» **Problem**: Every record below, from the first line to the last, is to be set down again exactly.

» **Extracted entries**:
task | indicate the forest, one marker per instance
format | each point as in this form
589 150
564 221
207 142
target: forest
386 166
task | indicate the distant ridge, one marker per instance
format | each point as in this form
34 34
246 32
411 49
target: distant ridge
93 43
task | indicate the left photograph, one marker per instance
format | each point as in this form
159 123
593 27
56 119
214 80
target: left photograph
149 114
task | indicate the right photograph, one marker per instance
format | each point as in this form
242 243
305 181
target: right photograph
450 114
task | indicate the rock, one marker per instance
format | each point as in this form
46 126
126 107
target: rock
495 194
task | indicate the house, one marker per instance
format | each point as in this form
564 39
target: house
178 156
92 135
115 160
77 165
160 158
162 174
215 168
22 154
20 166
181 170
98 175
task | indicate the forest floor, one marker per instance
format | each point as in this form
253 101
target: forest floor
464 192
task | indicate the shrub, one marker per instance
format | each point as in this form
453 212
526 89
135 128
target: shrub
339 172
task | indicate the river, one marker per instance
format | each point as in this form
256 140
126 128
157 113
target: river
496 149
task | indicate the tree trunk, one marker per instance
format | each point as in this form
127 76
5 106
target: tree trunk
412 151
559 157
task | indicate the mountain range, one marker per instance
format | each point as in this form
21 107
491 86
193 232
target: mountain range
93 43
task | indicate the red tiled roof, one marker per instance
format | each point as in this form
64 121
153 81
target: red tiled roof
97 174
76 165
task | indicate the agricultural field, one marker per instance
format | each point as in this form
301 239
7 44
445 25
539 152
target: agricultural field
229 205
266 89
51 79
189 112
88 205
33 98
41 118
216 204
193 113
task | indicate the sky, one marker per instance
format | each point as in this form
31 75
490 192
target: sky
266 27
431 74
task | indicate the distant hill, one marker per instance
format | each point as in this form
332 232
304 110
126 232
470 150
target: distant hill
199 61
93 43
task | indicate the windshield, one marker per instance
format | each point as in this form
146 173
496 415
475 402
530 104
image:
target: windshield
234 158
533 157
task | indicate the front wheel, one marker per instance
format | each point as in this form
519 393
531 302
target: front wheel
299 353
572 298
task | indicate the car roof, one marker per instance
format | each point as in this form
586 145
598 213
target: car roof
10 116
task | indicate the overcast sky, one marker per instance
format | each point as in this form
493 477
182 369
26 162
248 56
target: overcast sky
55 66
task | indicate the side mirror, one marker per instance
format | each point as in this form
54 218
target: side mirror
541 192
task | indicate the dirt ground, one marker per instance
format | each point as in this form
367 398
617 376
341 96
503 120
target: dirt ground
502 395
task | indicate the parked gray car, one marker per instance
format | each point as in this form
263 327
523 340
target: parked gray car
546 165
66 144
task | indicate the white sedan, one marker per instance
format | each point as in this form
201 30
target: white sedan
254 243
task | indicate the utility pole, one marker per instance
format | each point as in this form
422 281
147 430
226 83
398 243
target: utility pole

» **Written solution**:
task | indicate the forest, one marker per instance
format | each point as in this form
589 150
564 221
207 142
target: forest
386 166
task | indicate the distant ridge, one marker per instance
format | each point as in this form
34 34
246 32
411 49
target: distant ridge
93 43
task | indicate the left photograph, one marker per instance
format | each point as in this form
159 123
593 27
56 119
214 80
target: left photograph
149 114
task | indicate the right photograph, one marker per instance
format | each point as in this form
242 243
305 181
target: right photograph
450 114
task | indicate the rock, one marker per instance
format | each point as in this form
46 126
126 107
target: rock
495 194
task | indicate the house, one marker per instance
format | each point as in this form
564 39
target: house
178 156
92 135
115 160
77 165
160 158
162 174
215 168
22 154
20 166
181 170
98 175
task | indicate the forest floor, one marker per instance
format | each point as in this form
253 101
target: forest floor
464 192
task | indicate the shrub, one marker per instance
format | each point as in this form
453 212
526 89
135 128
target: shrub
339 172
task | indicate the river, one marker per instance
format | each point as in this form
256 140
126 128
157 113
target: river
496 149
task | indicate the tree trunk, one marker per instance
format | each point as in this form
127 76
5 106
target: tree trunk
412 151
559 157
task | indicate the mountain range, one marker per instance
format | each point as in this form
21 107
491 86
193 232
target: mountain range
93 43
task | indicate the red tiled roof, one marker per instance
format | each point as in this form
64 121
153 81
target: red tiled roof
97 174
76 165
task | indicate the agricultural field, one marker per instance
format | each point as in this form
301 239
7 44
445 25
539 152
target: agricultural field
229 205
266 89
51 79
189 112
88 205
33 98
41 118
216 204
193 113
task | indicate the sky, one marker per instance
format | each point as in this form
31 75
490 192
target: sky
266 27
431 74
task | indicate the distant hill, one marker per instance
format | each point as in this form
332 232
304 110
126 232
470 150
target: distant hill
199 61
93 43
task | indicate the windshield, one marker per instance
format | each point as in this form
146 173
496 415
475 402
530 104
image:
target: windshield
234 158
533 157
task | indicate the front wheel, one marker per instance
format | each point as in this form
519 393
531 302
target: front wheel
299 353
572 298
task | indicate the car roof, one marker per instance
format | each point as in this form
586 145
598 213
target: car roof
10 116
task | indicate the overcast sky, one marker per instance
format | each point as in this form
493 477
182 369
26 162
248 56
target: overcast sky
55 66
task | indicate the side mirror, one marker per instance
format | each point as in this form
54 218
target: side mirror
541 192
task | indicate the dirt ground, one marker per instance
format | each point as in this form
367 398
617 376
341 96
503 120
target: dirt ground
502 395
task | indicate the parked gray car, one marker per instance
format | each point as in this form
263 327
523 340
target: parked gray car
546 165
66 144
task | indicate the white sedan, one marker per instance
format | each point as in this form
201 30
target: white sedan
254 243
task | indicate the utility pole, one marker per instance
format | each point as in this form
422 281
147 430
226 83
398 243
target: utility pole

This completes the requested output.